[Stated exercise a]
Return each line of the rows below that contains the word "carving".

[Source]
— Start —
But that won’t happen unless we, as the majority of people who want to compete in this sport, stand up and tell the people in power that we want to see change. We can start by actually acknowledging that there is a problem, and rather than finding ways to work within the system to make ourselves happy, we can begin to have conversations about ways to change the system to make it better. Many of you have been in this world competing for a long time, and I’m sure you have great ideas about what could be done to make things better. So why not bring them up? In the wide world of the Internet, we could easily create a place where we could have a public discourse about what we would like to see change, and how we might go about changing it. If enough of us get together and start doing that, the leaders of all of the dance organizations would have to acknowledge us at some point.

We can’t just wait around for a person who is charismatic enough to reach out to the leaders in all these organizations and convince them to come to the table and start discussions on how to change the world of competitive ballroom dancing. It is us. We would need to work together and start the change ourselves.

Sure, we’re not all going to agree on everything right away, but if we don’t even start talking about it seriously, then we are resigning ourselves to living with the system as it is now forever. Sure, going out and dancing in a competition for fun, or dancing as a way to measure your own progress year after year is OK as a temporary band-aid, but it isn’t going to heal the wound underneath. There are underlying problems that need to be fixed, and I truly believe that we could find a way to fix things if we acknowledge the problems and actually start talking about them seriously.

So what do you want to do?


(Note: sorry that there are no pictures this week. I got on a roll with this, and couldn’t think of anything to add graphically that would mean something for this discussion. I’ll go back to my normal format next week)

Flimsy As It Is, It’s Business Like

I want to follow-up to what I wrote last week for a moment… a couple of days ago a competition that I went to last year (which is coming up again in a couple of months) released their tentative schedule for this year’s event. My competitive partner Sparkledancer got an email from the organizers of that event announcing the release, so out of curiosity she went and looked at it. Shortly afterward, she sent me a bunch of notes about it and how stupidly she thought it was set up. Of course, now I had to go look at it myself, and I totally agree with her. Looking at the way they have the events arranged really made me think of all the shady conversations I listened to while discussing how to arrange the schedule for the competition I am helping out with.

It’s like… no one cared about how difficult they were making the competition for dancers who were thinking about attending. Just listen to what I would be up against if I wanted to go to that event this year: I dance one style (International Standard) in one proficiency level (Silver), but I’m allowed to be in two age groups. That gives me a chance to dance a few more heats if I want to put my name in for both age ranges, which usually I would consider to be a good thing. The problem is, for one age group I would be dancing all my rounds during the day on Friday, but then for the second age group I would be dancing all the rounds during the day on Sunday.
— End —
[Records from a collection]
— Start —
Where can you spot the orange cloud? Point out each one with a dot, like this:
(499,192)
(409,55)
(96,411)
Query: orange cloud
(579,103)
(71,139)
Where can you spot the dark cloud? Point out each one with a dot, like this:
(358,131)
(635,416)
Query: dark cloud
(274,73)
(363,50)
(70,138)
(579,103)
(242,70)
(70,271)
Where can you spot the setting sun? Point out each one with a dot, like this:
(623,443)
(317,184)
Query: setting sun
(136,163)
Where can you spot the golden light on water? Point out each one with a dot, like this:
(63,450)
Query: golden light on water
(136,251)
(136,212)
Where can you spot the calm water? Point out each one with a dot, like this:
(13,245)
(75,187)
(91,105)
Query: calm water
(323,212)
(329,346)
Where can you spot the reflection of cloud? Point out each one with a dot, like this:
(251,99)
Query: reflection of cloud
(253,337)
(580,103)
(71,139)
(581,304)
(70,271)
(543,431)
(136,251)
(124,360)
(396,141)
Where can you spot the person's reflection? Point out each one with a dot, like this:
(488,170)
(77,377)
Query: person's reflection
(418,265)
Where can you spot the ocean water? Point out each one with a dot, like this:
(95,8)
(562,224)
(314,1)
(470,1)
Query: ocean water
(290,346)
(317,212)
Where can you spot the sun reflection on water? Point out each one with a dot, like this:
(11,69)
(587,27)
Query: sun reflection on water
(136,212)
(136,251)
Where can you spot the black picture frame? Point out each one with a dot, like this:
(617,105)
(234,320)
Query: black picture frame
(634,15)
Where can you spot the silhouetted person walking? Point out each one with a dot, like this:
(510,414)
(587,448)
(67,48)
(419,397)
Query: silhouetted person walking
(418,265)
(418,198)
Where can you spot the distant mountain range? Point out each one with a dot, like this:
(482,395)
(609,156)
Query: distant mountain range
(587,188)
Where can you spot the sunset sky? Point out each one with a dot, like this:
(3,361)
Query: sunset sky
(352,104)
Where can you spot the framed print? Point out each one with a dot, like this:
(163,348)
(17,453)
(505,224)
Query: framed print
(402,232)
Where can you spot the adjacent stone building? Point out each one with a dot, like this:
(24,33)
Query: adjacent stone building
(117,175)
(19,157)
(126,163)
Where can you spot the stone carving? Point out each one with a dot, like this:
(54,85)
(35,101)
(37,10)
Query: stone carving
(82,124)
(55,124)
— End —
[Stated exercise b]
Revise the part of the ballroom dancing text above that opens with the words "But that won’t" and closes with "at some point.", substituting "open discussion" for "public discourse".

[Task answer a]
Where can you spot the stone carving? Point out each one with a dot, like this:
Query: stone carving

[Task answer b]
But that won’t happen unless we, as the majority of people who want to compete in this sport, stand up and tell the people in power that we want to see change. We can start by actually acknowledging that there is a problem, and rather than finding ways to work within the system to make ourselves happy, we can begin to have conversations about ways to change the system to make it better. Many of you have been in this world competing for a long time, and I’m sure you have great ideas about what could be done to make things better. So why not bring them up? In the wide world of the Internet, we could easily create a place where we could have a open discussion about what we would like to see change, and how we might go about changing it. If enough of us get together and start doing that, the leaders of all of the dance organizations would have to acknowledge us at some point.